• **ENTRIES PROVIDED**
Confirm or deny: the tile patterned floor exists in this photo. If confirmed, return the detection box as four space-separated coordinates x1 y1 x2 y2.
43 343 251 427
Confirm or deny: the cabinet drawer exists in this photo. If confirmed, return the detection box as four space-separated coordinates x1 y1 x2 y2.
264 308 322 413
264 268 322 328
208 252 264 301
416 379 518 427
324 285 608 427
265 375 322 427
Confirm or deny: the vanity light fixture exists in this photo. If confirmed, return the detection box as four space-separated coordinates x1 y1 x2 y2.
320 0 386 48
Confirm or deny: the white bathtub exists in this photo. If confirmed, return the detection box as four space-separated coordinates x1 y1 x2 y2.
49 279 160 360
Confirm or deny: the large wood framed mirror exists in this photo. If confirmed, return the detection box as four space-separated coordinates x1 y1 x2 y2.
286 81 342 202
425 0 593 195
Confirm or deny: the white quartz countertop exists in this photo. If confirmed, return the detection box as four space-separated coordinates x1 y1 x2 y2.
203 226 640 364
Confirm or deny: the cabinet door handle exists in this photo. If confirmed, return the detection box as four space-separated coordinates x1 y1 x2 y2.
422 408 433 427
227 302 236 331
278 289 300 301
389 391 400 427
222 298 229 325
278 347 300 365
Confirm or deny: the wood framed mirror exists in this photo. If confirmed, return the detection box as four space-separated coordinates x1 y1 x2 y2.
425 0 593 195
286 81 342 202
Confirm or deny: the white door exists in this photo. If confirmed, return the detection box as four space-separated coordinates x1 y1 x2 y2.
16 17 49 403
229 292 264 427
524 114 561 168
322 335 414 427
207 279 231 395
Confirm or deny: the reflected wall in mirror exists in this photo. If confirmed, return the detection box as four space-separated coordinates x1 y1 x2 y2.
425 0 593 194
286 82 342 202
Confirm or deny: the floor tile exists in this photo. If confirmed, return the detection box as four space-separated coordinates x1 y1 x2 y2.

• **PROBLEM TO SOLVE**
Please write out every entry above again, word for word and in the same order.

• **RESPONSE BELOW**
Confirm or deny: the tile patterned floor exists in this photo. If confirmed, return the detection box as four space-separated coordinates x1 y1 x2 y2.
43 343 251 427
Confirm or deny: the cabinet drawer exists in this photo. If confirmed, return the detection box as four space-separated coordinates x1 y1 x2 y2.
264 308 322 413
264 268 322 328
208 252 264 301
416 379 518 427
324 285 608 427
265 375 322 427
Confirm or deny: the vanity light fixture exists in this photo. If confirmed, return the detection box as four space-separated coordinates x1 y1 x2 y2.
320 0 386 48
Confirm or deny: the white bathtub exists in this photo. If confirmed, return the detection box as four space-separated coordinates x1 y1 x2 y2.
49 279 160 360
Confirm or deny: the large wood framed mirror exists in this photo. If confirmed, return the detection box as four space-separated coordinates x1 y1 x2 y2.
286 81 342 202
425 0 593 195
Confirm or deny: the white quartz countertop exists in this photo. If confirmed, return the detection box as four space-separated coordinates x1 y1 x2 y2.
203 226 640 364
Confirm or deny: the cabinet door handle exists in this photo. If confirmed, return the detection box as four space-separated coordinates x1 y1 x2 y2.
422 408 433 427
227 302 236 331
278 289 300 301
389 391 400 427
222 298 229 325
278 347 300 365
Confirm or deny: the wood framed mirror exists in this photo. If confirmed, return the detection box as four space-separated coordinates x1 y1 x2 y2.
425 0 593 195
286 81 342 202
Confirm or deny: the white door exists in this photo. If confirmed, return the detection box as four space-separated coordinates x1 y1 x2 y2.
16 17 49 403
229 292 264 427
524 114 561 168
322 335 414 427
207 279 231 395
Confirm or deny: the reflected wall in mirror exists in this photo. If confirmed, return the detection box as four space-separated coordinates x1 y1 x2 y2.
425 0 593 194
286 82 342 202
Confirm or deny: the floor tile exists in this photo. If confirmed, return the detection box as four space-separated coordinates x1 y1 x2 y2.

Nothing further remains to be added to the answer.